▶ [Data for this exercise]:

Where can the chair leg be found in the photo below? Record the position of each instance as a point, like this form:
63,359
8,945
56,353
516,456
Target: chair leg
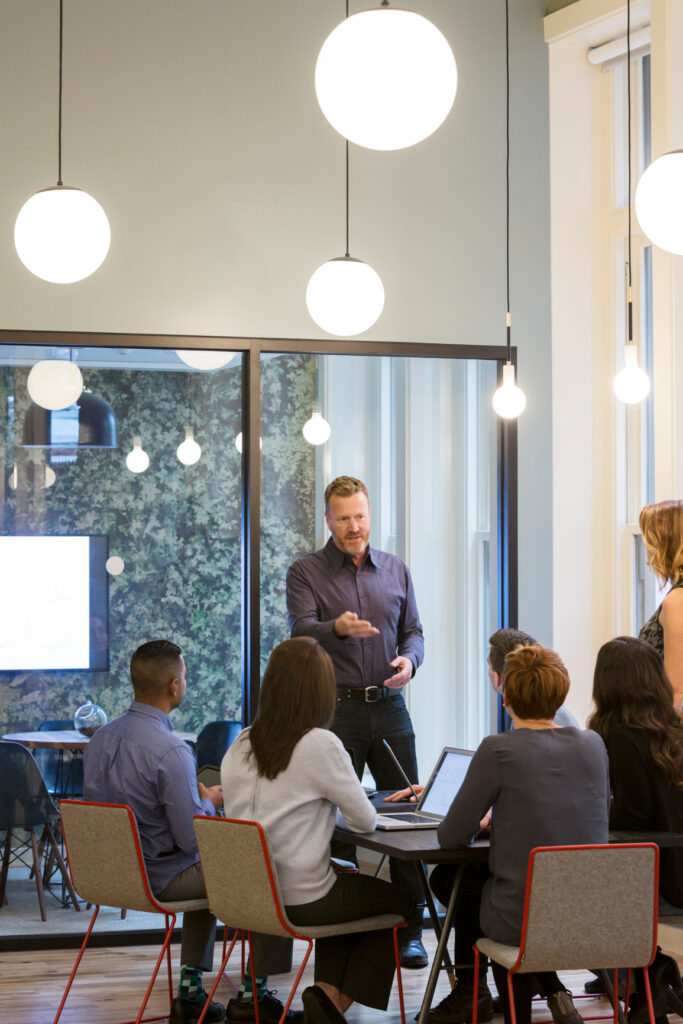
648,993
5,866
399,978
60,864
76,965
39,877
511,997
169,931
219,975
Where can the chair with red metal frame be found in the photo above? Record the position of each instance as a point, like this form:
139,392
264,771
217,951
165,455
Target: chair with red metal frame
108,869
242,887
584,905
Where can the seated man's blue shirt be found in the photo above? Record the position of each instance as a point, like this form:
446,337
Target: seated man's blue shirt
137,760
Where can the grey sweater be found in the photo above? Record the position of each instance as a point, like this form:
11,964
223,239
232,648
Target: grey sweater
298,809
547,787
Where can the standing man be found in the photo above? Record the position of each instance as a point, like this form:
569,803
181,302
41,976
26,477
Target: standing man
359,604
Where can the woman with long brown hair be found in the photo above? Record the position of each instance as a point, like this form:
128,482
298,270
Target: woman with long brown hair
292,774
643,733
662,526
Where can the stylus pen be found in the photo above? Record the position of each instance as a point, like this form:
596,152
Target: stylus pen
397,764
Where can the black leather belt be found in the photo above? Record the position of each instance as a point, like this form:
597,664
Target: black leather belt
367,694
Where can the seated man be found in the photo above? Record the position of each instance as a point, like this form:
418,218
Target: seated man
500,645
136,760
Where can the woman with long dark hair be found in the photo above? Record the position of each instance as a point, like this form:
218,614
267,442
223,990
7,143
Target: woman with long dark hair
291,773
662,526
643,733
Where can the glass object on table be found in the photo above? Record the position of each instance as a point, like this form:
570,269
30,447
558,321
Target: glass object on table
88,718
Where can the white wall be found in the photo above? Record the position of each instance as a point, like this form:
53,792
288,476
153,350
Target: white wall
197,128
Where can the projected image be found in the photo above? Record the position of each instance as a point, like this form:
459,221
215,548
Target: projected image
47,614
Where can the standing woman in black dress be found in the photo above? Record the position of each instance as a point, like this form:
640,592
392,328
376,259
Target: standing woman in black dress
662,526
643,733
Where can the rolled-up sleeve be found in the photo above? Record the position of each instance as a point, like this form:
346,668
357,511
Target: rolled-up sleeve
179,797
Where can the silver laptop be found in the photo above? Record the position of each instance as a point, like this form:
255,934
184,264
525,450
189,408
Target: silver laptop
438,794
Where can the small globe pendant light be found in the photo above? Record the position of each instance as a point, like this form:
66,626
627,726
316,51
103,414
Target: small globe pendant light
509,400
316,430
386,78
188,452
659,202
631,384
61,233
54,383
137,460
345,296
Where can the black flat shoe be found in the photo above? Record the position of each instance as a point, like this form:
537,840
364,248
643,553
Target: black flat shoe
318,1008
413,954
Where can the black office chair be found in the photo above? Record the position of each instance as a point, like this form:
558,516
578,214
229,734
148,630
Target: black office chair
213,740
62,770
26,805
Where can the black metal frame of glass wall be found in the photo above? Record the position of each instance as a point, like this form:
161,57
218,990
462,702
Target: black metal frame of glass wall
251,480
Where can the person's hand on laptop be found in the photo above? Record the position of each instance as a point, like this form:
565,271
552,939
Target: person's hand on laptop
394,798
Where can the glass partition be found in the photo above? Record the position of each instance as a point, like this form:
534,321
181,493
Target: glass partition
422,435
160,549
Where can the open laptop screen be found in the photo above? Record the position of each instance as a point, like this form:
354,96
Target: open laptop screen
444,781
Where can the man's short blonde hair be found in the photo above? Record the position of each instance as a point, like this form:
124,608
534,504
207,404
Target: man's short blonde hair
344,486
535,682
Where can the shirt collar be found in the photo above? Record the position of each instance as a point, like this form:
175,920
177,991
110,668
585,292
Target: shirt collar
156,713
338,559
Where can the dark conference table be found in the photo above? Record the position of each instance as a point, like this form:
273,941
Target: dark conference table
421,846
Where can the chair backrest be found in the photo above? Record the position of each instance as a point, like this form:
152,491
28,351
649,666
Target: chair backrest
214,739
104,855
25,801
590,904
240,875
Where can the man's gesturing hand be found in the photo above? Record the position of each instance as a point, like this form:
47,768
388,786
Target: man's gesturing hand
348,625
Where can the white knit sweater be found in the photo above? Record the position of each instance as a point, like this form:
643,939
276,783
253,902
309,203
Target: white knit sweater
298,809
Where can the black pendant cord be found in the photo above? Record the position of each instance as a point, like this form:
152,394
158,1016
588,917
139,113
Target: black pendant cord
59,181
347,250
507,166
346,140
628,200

▶ [Exercise instructions]: Would you copy all the rows above word for word, leaving out the picture?

▶ [Complete response]:
Where can the chair leg be found in the photo below? Record the position of each instance as a point, like this form:
63,359
8,945
56,353
516,456
Target: chair leg
648,993
5,866
399,978
60,864
76,965
39,877
511,997
169,931
219,975
Where can the chair with red metal frame be found in the photo above? Record the position of each instance as a point, like this form:
139,392
264,771
217,951
165,455
Target: chair with red metal frame
108,869
242,887
584,905
Where can the seated man's blue shirt be found in the photo above? Record the position of each instance as a point, like this form:
446,337
Target: seated man's blue shirt
137,760
Where can the grey sweater be found in the photo above? Record the position of each instance as a point, like this form:
11,964
223,239
232,648
Target: grey sweater
298,809
547,787
Where can the standing man be found in the photo above? Record the position of each instance as a point, like this form:
569,803
181,302
41,976
26,477
Target: standing man
359,604
Where can the woman with long brown hair be found in the photo above? Record the position of each instance as a point, like this form:
128,482
298,270
Target: woman with long brown hair
292,774
643,733
662,526
Where can the stylus pen be found in the photo above? Record the position of each instance as a point, like this form:
596,152
Target: stylus pen
397,764
Where can the black leather belt be found in the photo above? Record the position of each instance as a point, like this form:
597,664
Target: black leather belt
367,694
Where can the seated man be found in the photo above? Record the position of each instance as a point, like this form:
418,218
Target: seated man
500,645
136,760
Where can the woman with long dark hair be found in the photo above? Record the position of each instance as a point, like this form:
218,614
267,442
223,990
7,143
Target: woman with long dark hair
291,773
662,526
643,733
Where can the glass object on table be found in the photo above? Record the position of each instance as a point, like this form:
570,269
30,447
558,321
Target: glass object on table
88,718
Where can the white wall be found in the photo above? Record the position of each instance as a point, like this form:
53,792
288,476
153,350
Target: white wall
197,128
Where can the projected image be found in the photo above? Record the position of each instance as a point, like this form:
459,221
215,548
Target: projected image
47,614
Where can the standing woman in black dress be found in the photo above? Record the position of each instance as a point, like this form:
640,592
392,328
376,259
Target: standing woman in black dress
662,526
643,733
Where can the rolled-up sleeve be found in the photo above? Record the position of each instance as a point, like this form:
346,668
357,511
Target: rolled-up sleeve
179,797
Where can the silver laptop be found in the photo above? Record the position of each instance as a point, like this form:
255,934
184,264
525,450
189,408
Target: silver laptop
438,794
Where can the small globe pendant light be found in the photo above? Record the position of each instance as a point, like this form:
66,626
627,726
316,51
103,414
Target: small globe pendant light
509,400
316,430
386,78
188,452
659,202
631,384
61,233
54,383
137,460
345,296
Where can the black flat shoe be found in the photo above? Record the position of each instance as a point, like this form:
537,840
364,248
643,553
Target: black flat shoe
318,1008
413,954
Where can the black office chair be found in the photo above? Record the position of each instance as a point, like this form:
558,516
578,214
229,734
148,630
Target: black office chair
213,740
62,770
26,805
Where can the black metal frame of glass wall be found in the photo above? Record the position of each instance as a point, like this form:
161,57
218,990
462,702
Target: black metal frame of glass wall
251,480
Where can the person's hand on laptop be found in the photo above? Record the position of each instance as a point, like this form:
565,271
552,939
Target: person's hand on laptop
394,798
Where can the glass partition be found in the photo above? Record the position of each instance as a point, like this form:
534,321
181,493
Target: glass partition
422,435
160,549
Where can the open laptop screen be found in the photo above? Record the position of each instance as a point, like this form:
354,96
Target: open laptop screen
444,781
Where can the man's short blonde hair be found in the photo above? Record the position of each instance as a point, like this form:
124,608
534,504
207,404
Target: man's short blonde hair
344,486
535,682
Where can the shirt collar be found in the photo above? Record the position of each instance as a point, like this form:
175,920
177,991
110,668
585,292
Target: shirt collar
156,713
338,559
Where can the dark conference table be found in the photo above? Record the position of each instance as a point, like this form:
273,941
Target: dark conference table
421,846
Where can the chair backrest be found in the photo above? Record the position of each instance as a point, like this form:
152,491
28,351
649,666
Target: chair backrest
214,739
104,855
25,801
590,904
240,875
Where can the man's gesturing hand be found in the photo above? Record the position of each instance as a point, like this form:
47,768
388,786
Target: man's gesturing hand
348,625
Where can the white knit sweater be found in the photo above? Record the position of each instance as a point, like this form:
643,939
276,783
253,902
309,203
Target: white knit sweater
298,809
Where can the black pendant cord be found in the photo above? Record the position of each instance as a point, like this form:
152,394
158,1016
588,917
139,113
Target: black pendant cord
59,181
347,250
507,166
346,140
628,200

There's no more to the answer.